• Information provided:
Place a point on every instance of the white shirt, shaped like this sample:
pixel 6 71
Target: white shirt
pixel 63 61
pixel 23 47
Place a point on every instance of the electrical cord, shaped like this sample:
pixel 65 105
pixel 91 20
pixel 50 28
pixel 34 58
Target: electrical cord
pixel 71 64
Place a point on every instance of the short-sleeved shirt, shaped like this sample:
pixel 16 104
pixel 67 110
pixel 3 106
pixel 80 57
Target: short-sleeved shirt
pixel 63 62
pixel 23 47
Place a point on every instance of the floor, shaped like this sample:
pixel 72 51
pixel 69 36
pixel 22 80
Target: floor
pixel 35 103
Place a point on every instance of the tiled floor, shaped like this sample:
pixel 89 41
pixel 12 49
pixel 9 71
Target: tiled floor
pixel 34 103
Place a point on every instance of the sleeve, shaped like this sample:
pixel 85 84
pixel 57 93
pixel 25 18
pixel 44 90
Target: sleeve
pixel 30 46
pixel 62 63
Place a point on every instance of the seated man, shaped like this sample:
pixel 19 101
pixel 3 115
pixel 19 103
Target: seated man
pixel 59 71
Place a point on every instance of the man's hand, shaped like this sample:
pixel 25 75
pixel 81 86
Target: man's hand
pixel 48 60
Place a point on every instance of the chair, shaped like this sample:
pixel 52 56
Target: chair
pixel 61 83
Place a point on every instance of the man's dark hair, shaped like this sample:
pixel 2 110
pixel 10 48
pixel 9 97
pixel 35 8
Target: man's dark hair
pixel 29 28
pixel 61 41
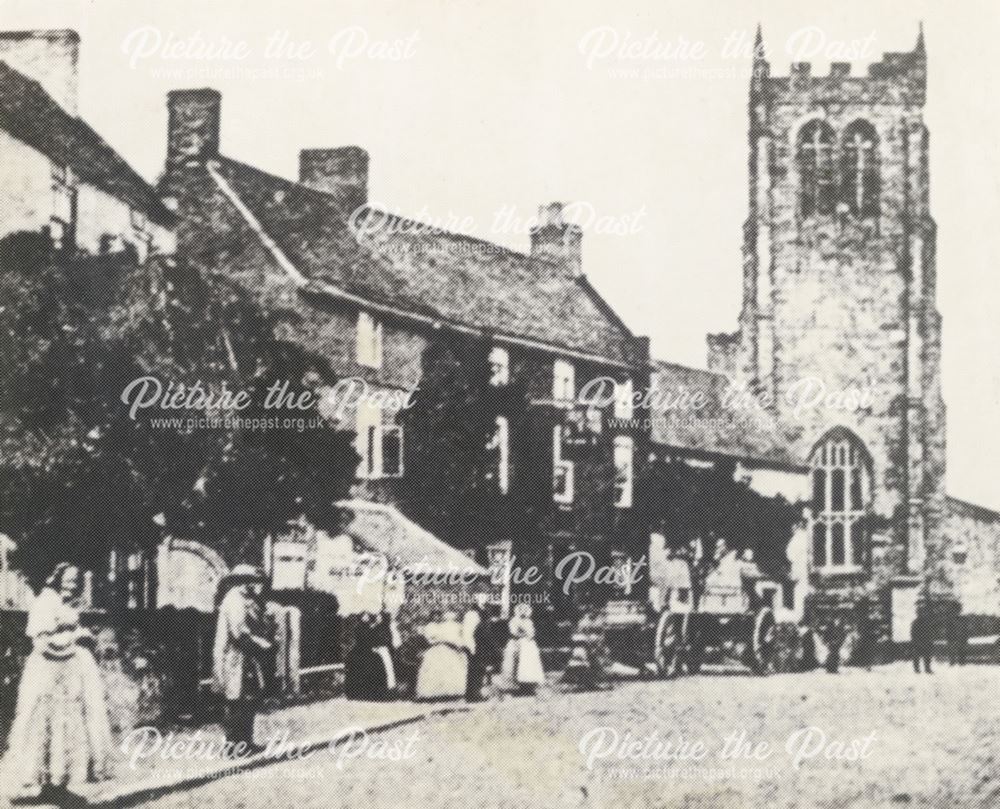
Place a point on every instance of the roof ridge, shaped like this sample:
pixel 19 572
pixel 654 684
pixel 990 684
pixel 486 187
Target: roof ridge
pixel 435 230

• Instructions to follow: Report all lines in the listing above that contain the word "every".

• Output:
Place a point on every instance of the white shirt, shaped like this sample:
Place a point on every instance of the electrical cord, shaped like this sample:
Place a point on every instance of the short-sleeved shirt, shaped like this sample:
Place a point on every instance of the floor, shaped like this sample:
Place a point on every instance of the tiled floor, shaped like this sample:
Place a point on every instance of the sleeve, shaped like this sample:
Place a point on every instance of the seated man, shaped like this sample:
Place a point on every instance of the man's hand, shaped like this sample:
Place a point on every instance of the chair, shaped like this sample:
Place a point on every instance of the man's dark hair, shaped like this sample:
Place a point on every instance of the roof ridge, shaped like this sample:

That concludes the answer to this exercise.